*Directions for this task*
Examine the entries and show every line in which the word "positive" is found.

(Dataset entries)
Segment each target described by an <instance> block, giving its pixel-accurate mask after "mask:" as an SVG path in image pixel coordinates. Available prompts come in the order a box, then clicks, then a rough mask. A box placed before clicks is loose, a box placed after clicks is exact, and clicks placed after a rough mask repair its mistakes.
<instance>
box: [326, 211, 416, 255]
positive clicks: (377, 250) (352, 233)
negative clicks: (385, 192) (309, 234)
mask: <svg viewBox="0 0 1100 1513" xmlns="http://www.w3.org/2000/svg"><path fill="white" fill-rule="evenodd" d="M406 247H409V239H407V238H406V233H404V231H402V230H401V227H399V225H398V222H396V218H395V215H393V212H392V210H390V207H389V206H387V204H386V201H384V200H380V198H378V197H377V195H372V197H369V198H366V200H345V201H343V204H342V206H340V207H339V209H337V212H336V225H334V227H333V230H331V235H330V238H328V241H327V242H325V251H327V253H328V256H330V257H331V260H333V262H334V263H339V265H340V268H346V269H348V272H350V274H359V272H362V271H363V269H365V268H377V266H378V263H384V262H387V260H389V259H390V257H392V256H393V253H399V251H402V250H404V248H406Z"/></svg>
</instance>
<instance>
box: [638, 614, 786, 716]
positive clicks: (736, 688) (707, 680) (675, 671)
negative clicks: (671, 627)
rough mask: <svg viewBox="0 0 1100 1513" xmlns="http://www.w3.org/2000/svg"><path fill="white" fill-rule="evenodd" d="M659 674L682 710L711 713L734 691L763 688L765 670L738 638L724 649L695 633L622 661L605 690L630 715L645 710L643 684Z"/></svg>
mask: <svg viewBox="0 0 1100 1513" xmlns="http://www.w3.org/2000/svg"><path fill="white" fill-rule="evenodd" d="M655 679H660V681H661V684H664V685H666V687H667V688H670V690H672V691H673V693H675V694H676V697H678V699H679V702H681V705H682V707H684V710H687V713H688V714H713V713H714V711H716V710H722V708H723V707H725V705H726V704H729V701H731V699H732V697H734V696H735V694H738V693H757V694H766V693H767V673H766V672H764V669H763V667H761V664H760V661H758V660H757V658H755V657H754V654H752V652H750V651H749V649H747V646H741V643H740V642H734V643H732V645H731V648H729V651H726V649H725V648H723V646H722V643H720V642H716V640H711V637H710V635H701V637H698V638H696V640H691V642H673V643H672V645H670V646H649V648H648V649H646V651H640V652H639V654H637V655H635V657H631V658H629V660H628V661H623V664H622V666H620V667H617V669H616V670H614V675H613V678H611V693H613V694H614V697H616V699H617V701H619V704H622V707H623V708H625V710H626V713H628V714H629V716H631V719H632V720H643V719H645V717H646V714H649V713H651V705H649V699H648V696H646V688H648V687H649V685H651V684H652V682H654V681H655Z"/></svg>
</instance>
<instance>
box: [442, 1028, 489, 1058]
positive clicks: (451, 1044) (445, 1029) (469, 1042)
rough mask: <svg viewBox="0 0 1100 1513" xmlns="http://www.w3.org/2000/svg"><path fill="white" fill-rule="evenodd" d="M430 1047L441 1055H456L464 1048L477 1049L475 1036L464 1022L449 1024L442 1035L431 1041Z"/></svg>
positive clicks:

*Written answer*
positive clicks: (377, 250) (352, 233)
positive clicks: (736, 688) (707, 680) (675, 671)
positive clicks: (451, 1044) (445, 1029) (469, 1042)
positive clicks:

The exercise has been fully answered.